= PROBLEM =
Return every record in full. Match each one exactly.
■ ■ ■ ■
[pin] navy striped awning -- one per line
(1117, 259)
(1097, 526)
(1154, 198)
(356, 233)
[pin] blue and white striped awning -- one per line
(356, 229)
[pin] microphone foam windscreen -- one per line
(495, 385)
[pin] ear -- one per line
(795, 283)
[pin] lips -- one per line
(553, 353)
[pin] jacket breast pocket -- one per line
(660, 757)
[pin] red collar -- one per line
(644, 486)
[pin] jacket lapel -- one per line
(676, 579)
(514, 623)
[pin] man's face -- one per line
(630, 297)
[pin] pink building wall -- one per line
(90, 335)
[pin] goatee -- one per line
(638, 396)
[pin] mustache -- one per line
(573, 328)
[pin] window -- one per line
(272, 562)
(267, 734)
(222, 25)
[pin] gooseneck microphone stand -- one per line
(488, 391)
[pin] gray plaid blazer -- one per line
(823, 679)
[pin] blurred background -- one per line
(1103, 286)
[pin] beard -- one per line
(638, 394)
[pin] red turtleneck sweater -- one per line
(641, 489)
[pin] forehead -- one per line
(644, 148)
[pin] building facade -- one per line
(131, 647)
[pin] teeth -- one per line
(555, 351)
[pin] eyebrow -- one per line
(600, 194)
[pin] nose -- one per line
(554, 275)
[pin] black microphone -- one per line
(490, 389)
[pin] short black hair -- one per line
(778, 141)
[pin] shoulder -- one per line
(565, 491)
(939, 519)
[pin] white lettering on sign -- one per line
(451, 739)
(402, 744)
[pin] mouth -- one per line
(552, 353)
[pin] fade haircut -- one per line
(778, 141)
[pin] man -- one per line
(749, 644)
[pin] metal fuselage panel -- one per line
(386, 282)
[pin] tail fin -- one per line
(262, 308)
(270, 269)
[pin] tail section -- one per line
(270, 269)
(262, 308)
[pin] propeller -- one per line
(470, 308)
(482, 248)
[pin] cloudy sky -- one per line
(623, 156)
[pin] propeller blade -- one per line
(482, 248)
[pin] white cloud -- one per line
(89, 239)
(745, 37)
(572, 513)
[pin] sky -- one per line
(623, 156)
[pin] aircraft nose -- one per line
■ ■ ■ ■
= SOLUTION FOR THIS TASK =
[pin] navy striped awning -- one per line
(1117, 259)
(1097, 526)
(1154, 198)
(356, 233)
[pin] blue and white striped awning -- one per line
(356, 229)
[pin] microphone foam windscreen -- one per line
(495, 385)
[pin] ear -- one per line
(795, 283)
[pin] lips -- one per line
(553, 353)
[pin] jacket breast pocket -- one per line
(660, 757)
[pin] red collar -- one per line
(644, 486)
[pin] jacket lapel -- one per line
(676, 579)
(514, 623)
[pin] man's face -- one per line
(630, 297)
[pin] pink building wall -- one per line
(90, 335)
[pin] goatee -- one per line
(638, 396)
[pin] mustache -- one per line
(573, 328)
[pin] window -- one per line
(272, 562)
(267, 734)
(222, 25)
[pin] gooseneck microphone stand -- one per line
(488, 391)
[pin] gray plaid blazer -- one per line
(823, 679)
[pin] blurred background -- one per line
(1103, 286)
[pin] beard -- one per line
(638, 394)
[pin] red turtleneck sweater -- one per line
(641, 489)
[pin] forehead -- one per line
(644, 148)
[pin] building facade -- one per line
(131, 647)
[pin] teeth -- one per line
(555, 351)
[pin] eyebrow -- one per line
(600, 194)
[pin] nose -- one per line
(554, 275)
[pin] black microphone -- one per line
(490, 389)
[pin] short black hair -- one per line
(778, 141)
[pin] shoulder -- one per line
(565, 491)
(939, 519)
[pin] white lettering on sign -- one per line
(451, 739)
(402, 744)
[pin] mouth -- one per line
(552, 353)
[pin] fade haircut -- one per line
(778, 141)
[pin] man -- one per line
(749, 644)
[pin] metal fuselage panel -- one per line
(386, 282)
[pin] tail fin -- one per line
(262, 308)
(270, 269)
[pin] tail section -- one per line
(270, 269)
(262, 308)
[pin] propeller -- one per line
(470, 308)
(482, 248)
[pin] cloudy sky -- one per line
(623, 156)
[pin] propeller blade -- one per line
(482, 248)
[pin] white cloud -- one per line
(89, 239)
(745, 37)
(572, 513)
[pin] sky -- one per line
(623, 156)
[pin] aircraft nose -- one per line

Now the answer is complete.